BEGIN THE INPUT
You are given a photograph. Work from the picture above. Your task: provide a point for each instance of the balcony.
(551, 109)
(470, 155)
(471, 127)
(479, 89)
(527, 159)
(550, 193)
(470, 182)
END THE INPUT
### EXERCISE AIM
Could you reproduce all the records exactly?

### WRITTEN RESPONSE
You are given a photograph. Work from the picture above. Your task: provide a point for each instance of the balcony.
(551, 109)
(470, 155)
(471, 127)
(479, 89)
(527, 159)
(550, 193)
(470, 182)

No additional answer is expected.